SHORT EXERCISE 1: In the article about Bollywood fans in Switzerland, copy out the part that opens with the words containing "The young couple" and closes with "But which church?", swapping "geraniums" for "petunias".
SHORT EXERCISE 2: In the article about Bollywood fans in Switzerland, why did the Purohits leave the first church disappointed?
SHORT EXERCISE 3: In the article about Bollywood fans in Switzerland, where had Vishal and Jagruti Purohit traveled from?

DOCUMENT SECTION:
= = =
ENGELBERG, Switzerland -- Vishal and Jagruti Purohit had traveled
here
from Mumbai, India, on their honeymoon, but they had a greater
mission: to find the small village church that provided the backdrop
for a scene in their favorite movie, a 1995 Bollywood blockbuster
called "The Brave Heart Will Take the Bride."

A church in Montbovon was featured in a Bollywood film.

In the scene, two young Indians, played by Mr. Purohit's favorite
actor and actress, see their love seeming to come to an end. She
kneels and prays, while he cavorts in the dark, neo-Gothic church. In
the end, she breaks off an engagement and he wins her hand.

The young couple knew that the scene had been shot on location in a
church in the small town of Montbovon, a couple of hours drive from
this Alpine village of winding streets, low chalets and abundant
geraniums. But which church?

The first church Mr. Purohit, 24, spied had the sharply pointed
steeple that he and his wife recognized from the film, but the
interior was not right. The altars were different, the vaulting not
rounded but sharp. Disappointed, they left the church and returned to
their tour bus, where a tour guide helped solve the puzzle.

The exterior scenes in the film had been shot around this church with
the sharply pointed steeple, he told them. For the interior shots,
though, the director had chosen the church of St. Grat, a short
distance away. Delighted, Mr. Purohit and his wife bounded over to
the
second church with its familiar interior and struck poses for
honeymoon photographs, aping the Bollywood stars they so admired.

For years, Bollywood's producers and directors have favored the
pristine backdrop of Switzerland for their films. The greatest of the
Bollywood filmmakers, Yash Chopra, is a self-professed romantic who
has made a point of including in virtually all his films scenes shot
on location in this country's high Alpine meadows, around its serene
lakes, and in its charming towns and cities to convey an ideal of
sunshine, happiness and tranquillity.

In the process, they have created an enormous curiosity about things
Swiss in generations of middle-class Indians, who are now earning
enough to travel here in search of their dreams.
= = =
(Named region outline rows)
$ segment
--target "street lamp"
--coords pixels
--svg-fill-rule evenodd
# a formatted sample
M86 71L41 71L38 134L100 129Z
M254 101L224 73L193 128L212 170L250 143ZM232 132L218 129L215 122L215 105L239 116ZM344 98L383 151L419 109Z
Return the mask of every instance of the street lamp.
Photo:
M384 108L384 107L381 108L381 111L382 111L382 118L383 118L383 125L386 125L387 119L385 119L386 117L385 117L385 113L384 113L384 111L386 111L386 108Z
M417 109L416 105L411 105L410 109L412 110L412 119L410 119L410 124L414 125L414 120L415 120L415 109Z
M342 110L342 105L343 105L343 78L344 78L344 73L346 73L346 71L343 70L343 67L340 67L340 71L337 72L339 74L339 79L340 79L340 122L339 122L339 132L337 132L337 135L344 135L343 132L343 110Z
= = =
EXERCISE RESULT 1:
The young couple knew that the scene had been shot on location in a
church in the small town of Montbovon, a couple of hours drive from
this Alpine village of winding streets, low chalets and abundant
petunias. But which church?

EXERCISE RESULT 2: The interior was not the one they recognized from the film. The altars were different, and the vaulting was sharp rather than rounded. The film's director had shot only the exterior scenes at that church and had used the church of St. Grat for the interior shots.

EXERCISE RESULT 3: Mumbai, India.